Pictures must be dropped from the copy of the entries below; all else is returned exactly.

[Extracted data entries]
========

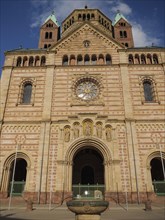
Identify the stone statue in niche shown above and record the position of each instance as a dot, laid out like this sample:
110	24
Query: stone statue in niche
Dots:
67	134
99	130
88	129
108	133
76	131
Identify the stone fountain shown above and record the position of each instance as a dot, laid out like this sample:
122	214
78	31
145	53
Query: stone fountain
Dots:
88	209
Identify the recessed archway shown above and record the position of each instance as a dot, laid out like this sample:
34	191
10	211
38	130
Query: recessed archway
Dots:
19	175
88	167
157	169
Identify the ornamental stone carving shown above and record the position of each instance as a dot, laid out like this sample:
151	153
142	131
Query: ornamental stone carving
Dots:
76	130
20	139
67	134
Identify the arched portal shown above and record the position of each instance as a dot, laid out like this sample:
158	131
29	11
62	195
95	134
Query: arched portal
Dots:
157	169
157	165
19	175
88	167
85	153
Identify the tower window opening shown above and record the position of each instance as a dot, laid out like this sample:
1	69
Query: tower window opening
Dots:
148	91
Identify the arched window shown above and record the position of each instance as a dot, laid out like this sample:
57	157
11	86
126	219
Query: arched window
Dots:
50	35
137	60
79	16
88	16
121	34
125	34
46	35
148	91
86	59
37	61
92	16
149	59
31	61
84	17
27	92
65	60
108	59
43	61
94	59
130	59
25	61
19	61
143	59
155	59
101	59
157	169
79	60
72	60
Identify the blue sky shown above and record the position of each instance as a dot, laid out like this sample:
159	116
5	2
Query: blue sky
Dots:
20	20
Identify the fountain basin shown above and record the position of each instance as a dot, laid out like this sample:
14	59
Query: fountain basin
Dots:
87	209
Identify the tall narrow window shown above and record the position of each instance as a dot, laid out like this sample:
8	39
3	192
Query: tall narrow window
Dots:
27	92
143	59
155	59
149	59
65	60
101	59
130	59
46	35
94	59
43	61
86	59
19	61
50	35
125	34
72	60
108	59
31	60
25	61
79	60
148	91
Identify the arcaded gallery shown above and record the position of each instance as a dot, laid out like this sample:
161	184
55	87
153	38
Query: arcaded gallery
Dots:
83	112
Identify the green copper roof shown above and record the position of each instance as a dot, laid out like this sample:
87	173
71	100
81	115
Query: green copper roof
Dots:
53	18
118	17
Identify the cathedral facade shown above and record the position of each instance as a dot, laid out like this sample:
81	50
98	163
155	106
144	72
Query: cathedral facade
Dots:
83	111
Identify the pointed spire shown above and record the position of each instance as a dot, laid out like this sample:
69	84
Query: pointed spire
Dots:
53	18
118	17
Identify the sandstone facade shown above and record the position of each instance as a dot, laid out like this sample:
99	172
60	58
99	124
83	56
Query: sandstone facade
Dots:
116	134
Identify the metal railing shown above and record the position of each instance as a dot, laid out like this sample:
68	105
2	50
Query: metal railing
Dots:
159	187
88	191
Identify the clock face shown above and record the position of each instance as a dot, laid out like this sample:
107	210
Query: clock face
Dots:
87	90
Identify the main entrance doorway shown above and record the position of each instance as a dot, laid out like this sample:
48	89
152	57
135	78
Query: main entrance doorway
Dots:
88	172
158	175
19	177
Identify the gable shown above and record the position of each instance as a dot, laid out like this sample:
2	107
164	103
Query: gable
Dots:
98	41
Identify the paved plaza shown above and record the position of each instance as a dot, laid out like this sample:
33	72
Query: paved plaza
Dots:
114	212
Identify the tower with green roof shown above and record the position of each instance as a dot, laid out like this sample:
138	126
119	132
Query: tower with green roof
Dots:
49	32
122	30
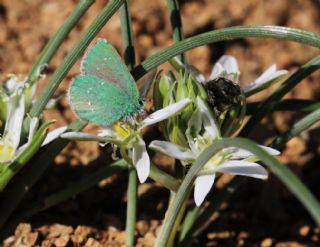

========

Problem solution =>
Identify the stone statue in niche shown above and record the position of each instance as a dot, laid out like this sample:
110	24
Query: stone statue in niche
Dots:
67	134
99	130
88	129
108	133
76	131
Identify the stone fountain shown above and record the position of each instance as a dot, laid out like this sample:
122	214
78	31
145	53
Query: stone fountain
Dots:
88	209
Identify the recessed archway shown above and record the position of each instance as a dot, laid out like this sample:
34	191
10	211
38	130
Query: recessed archway
Dots:
19	175
88	167
157	169
Identify the ornamental stone carving shown above and record the position of each instance as a dot, laid out like this sample:
151	153
142	131
Query: ornamental stone carving
Dots:
76	130
20	139
67	134
Identify the arched portal shown above and record the position of each instance as a dot, laid out like this sample:
158	131
29	11
62	195
95	134
Query: arched portal
Dots:
157	169
157	165
19	175
88	167
85	153
Identify the tower window opening shown above and record the position of each instance as a dot, laid out like this sample:
1	69
Query: tower window opening
Dots:
148	91
Identify the arched window shown above and record the position of each instance as a dot, laid out like this sample:
57	157
11	86
126	219
Query: arched window
Dots:
50	35
137	60
79	16
88	16
121	34
125	34
46	35
148	91
86	59
37	61
92	16
149	59
31	61
84	17
27	92
65	60
108	59
43	61
94	59
130	59
25	61
19	61
143	59
155	59
101	59
157	169
79	60
72	60
Identify the blue sky shown above and record the position of each instance as a dot, laid out like this sample:
159	116
5	2
Query: blue sky
Dots:
20	20
Identify the fountain basin shown above and record the position of each instance as a dot, laid out like this sample:
14	59
Query: fountain basin
Dots:
87	209
Identify the tall narrow window shown above and record the position of each instance as a dot, laid out like this sample:
8	39
3	192
Query: tall narrow window
Dots:
27	92
143	59
155	59
149	59
65	60
101	59
130	59
46	35
94	59
43	61
86	59
19	61
50	35
125	34
72	60
108	59
31	60
25	61
79	60
148	91
Identify the arcaded gallery shown above and record the position of each instance as a dot, laid out like this sample:
161	184
55	87
153	38
Query: arcaded gallery
Dots:
83	112
Identify the green copper roof shown above and record the position of each instance as a dot, laid out like this sample:
87	173
71	100
81	115
Query: green copper roof
Dots:
53	18
118	17
Identify the cathedral facade shown above and record the position of each instance as a dot, laid out like this sample:
81	50
98	163
155	106
144	72
Query: cathedral facade
Dots:
83	111
Identify the pointed spire shown above and record the position of each instance as a dot, laid out like this sample:
69	84
Query: pointed spire
Dots:
53	18
118	17
Identify the sandstone facade shown above and record the position of each instance as a dot, laid out like this sample:
99	172
60	58
99	124
83	56
Query: sandstone facade
Dots:
116	134
Identify the metal railing shown above and record the position of each instance as a dot, laid out like this sample:
68	105
2	50
Query: metal railing
Dots:
159	187
88	191
Identify the clock face shown above and record the position of each instance as a dot, laid out like this sample:
107	210
Query: clock face
Dots:
87	90
Identify the main entrance doorway shown above and record the position of each instance as a dot, laid out like this sample:
48	89
152	57
135	78
Query: main entrance doorway
Dots:
88	172
158	175
19	177
Identify the gable shown above and record the position of each instance as a dot, laid out like this sample:
2	107
164	103
Query: gable
Dots:
98	41
Identify the paved plaza shown above and record the position of each instance as a dot, laid out like this sample:
33	72
Query: paved plaza
Dots:
114	212
Identify the tower with green roof shown above and record the position of each instance as a dot, laid out like this sample:
138	126
119	132
Query: tower with green roof
Dots:
49	32
122	30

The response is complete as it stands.